Given text:
■ ■ ■

Wow, it’s so hot. I ran this morning early, but still had to cross the road to stay in the shade, because the sunny side was like an oven you could bake cookies in…I am still faintly brown on top, but a little runny in the middle (and this is making me hungry).
Okay, so last week was a HUGE week in terms of my writing actually seeing the light of day, with two interviews turning up at PopMatters, three reviews at Dusted and two at Venus. I know I’ll hit a dry spell soon and I should save stuff so I don’t have to do those ridiculous, “here’s what I listened to twice over the weekend, and liked but have no idea what to say about, so why not just check out the MP3” posts. But I can’t resist. Here are two new reviews from Venus.
The Harvey Girls I’ve Been Watching a Lot of Horror Movies Lately
The Harvey Girls (neither named Harvey and only one a girl) have been making eclectic electropop since the early ‘00s, splicing dreamy psychedelia to scratchy folk-hip-hop beats. The married couple, Melissa Rodenbeek and Hiram Lucke, has a penchant for sprightly melodies and shadowy subject matter. Resolutely odd—in a charming way—the pair might remind you of Beck on a soft, pastel-tinged bender or Mercury Rev after getting a cheap beat box for Christmas.

■ ■ ■

Data section:
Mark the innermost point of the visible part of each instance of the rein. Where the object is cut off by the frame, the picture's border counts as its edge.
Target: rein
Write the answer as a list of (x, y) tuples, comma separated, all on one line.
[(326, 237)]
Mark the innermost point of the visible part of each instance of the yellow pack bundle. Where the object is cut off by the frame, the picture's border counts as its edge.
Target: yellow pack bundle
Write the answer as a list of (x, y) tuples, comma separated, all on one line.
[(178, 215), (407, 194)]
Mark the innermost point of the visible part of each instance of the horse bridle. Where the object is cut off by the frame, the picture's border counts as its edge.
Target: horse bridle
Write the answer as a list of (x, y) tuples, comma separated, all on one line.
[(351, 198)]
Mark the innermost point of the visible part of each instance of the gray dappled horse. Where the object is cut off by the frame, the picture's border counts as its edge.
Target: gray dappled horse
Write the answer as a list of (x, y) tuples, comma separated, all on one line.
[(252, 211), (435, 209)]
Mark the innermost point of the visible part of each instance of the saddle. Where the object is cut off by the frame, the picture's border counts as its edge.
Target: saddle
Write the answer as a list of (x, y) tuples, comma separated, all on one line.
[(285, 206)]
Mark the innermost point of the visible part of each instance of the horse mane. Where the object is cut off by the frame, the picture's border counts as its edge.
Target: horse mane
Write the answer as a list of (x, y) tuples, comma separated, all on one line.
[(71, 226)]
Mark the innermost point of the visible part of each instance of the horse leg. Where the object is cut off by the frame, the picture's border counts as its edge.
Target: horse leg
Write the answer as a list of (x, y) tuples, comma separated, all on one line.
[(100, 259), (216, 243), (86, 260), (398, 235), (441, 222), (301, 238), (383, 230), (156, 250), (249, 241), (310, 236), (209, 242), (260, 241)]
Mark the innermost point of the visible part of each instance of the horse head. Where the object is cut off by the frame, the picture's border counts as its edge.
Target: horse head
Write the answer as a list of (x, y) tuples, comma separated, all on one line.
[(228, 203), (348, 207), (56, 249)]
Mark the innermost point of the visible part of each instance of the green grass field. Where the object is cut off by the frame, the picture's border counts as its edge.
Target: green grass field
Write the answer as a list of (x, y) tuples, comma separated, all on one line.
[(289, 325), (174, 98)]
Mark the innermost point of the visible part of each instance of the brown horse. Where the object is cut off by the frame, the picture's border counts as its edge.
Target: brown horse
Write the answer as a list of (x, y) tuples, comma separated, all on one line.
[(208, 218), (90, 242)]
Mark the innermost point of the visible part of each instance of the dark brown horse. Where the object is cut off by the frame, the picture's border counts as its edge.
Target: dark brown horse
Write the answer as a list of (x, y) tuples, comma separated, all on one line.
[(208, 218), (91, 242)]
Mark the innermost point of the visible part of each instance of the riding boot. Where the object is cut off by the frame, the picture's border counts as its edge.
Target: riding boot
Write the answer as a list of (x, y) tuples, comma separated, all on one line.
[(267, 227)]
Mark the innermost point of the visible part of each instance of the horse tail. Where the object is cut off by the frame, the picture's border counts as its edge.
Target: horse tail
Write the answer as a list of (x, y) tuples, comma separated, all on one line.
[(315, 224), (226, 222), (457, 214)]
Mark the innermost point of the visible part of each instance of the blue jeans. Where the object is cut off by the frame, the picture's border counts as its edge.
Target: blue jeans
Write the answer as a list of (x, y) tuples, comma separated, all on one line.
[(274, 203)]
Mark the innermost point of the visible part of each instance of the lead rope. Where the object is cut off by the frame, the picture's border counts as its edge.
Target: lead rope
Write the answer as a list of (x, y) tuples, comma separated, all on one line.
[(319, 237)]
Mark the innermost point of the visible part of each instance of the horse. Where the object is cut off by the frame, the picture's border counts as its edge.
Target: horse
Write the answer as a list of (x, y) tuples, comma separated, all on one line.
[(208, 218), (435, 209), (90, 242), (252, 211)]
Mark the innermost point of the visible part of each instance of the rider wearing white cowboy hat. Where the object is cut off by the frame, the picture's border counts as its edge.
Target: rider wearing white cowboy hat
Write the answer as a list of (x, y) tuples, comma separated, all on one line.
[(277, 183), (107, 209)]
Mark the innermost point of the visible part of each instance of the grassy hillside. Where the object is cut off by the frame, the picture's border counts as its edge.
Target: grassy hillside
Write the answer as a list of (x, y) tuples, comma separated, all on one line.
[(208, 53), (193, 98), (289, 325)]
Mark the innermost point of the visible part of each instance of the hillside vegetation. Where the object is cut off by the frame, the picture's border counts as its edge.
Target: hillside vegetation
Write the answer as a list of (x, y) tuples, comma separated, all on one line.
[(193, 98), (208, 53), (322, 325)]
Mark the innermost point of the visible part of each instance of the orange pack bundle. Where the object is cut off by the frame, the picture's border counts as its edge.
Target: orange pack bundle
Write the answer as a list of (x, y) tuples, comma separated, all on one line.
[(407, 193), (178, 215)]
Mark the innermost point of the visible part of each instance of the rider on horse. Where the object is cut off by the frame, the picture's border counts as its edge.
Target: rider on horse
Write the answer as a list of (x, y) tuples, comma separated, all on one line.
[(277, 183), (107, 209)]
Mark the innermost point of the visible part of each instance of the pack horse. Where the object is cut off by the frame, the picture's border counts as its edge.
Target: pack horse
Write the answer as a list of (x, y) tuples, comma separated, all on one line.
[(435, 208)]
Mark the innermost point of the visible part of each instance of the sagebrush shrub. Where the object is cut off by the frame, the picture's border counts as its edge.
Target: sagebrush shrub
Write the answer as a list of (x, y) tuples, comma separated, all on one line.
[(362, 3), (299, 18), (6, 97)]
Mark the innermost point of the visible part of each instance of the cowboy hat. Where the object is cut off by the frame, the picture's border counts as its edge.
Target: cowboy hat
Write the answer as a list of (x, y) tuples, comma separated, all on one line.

■ ■ ■

What is asked:
[a] In the post about the hot morning run and the new reviews, switch "PopMatters" to "Stylus" and give the passage that begins at the words "Okay, so last" and stops after "reviews from Venus.".
[b] Resume the post about the hot morning run and the new reviews, carrying on after its last sentence.

Responses:
[a]
Okay, so last week was a HUGE week in terms of my writing actually seeing the light of day, with two interviews turning up at Stylus, three reviews at Dusted and two at Venus. I know I’ll hit a dry spell soon and I should save stuff so I don’t have to do those ridiculous, “here’s what I listened to twice over the weekend, and liked but have no idea what to say about, so why not just check out the MP3” posts. But I can’t resist. Here are two new reviews from Venus.

[b]
More
Peg Simone Secrets From the Storm
Peg Simone is one hell of a blues guitar player. Her fourth album, The Deeper You Get (self-released), was an eerie mesh of whispered secrets, spectral slides, and detuned dissonance. A stunning conflation of Delta heat and No Wave cool, it reminded you at once of Jimmy Page and Sonic Youth. It caught the ear of rebel heavyweights including songwriter Reid Paley, Pixies frontman Black Francis, and perhaps most importantly, ex-Swans drummer Jonathan Kane. Kane tapped Simone for guitar duties in his current project, the critically-acclaimed, blues-based experiment February, incorporating her hypnotic slides into his already monumental drones. All this history is important because Simone’s latest album, Secrets from the Storm, builds on it and the partnerships she’s developed since The Deeper You Get. Kane plays with her, most mesmerizingly in the heavy-rhythmed “Mirst & Avel,” and his wife, poet Holly Anderson, contributes hallucinatory lyrics to three of the songs, matching Simone’s unworldly guitar textures with fever dream narratives of death and intoxication.
More
Tuesday, July 6, 2010
Subscribe to:
Post Comments (Atom)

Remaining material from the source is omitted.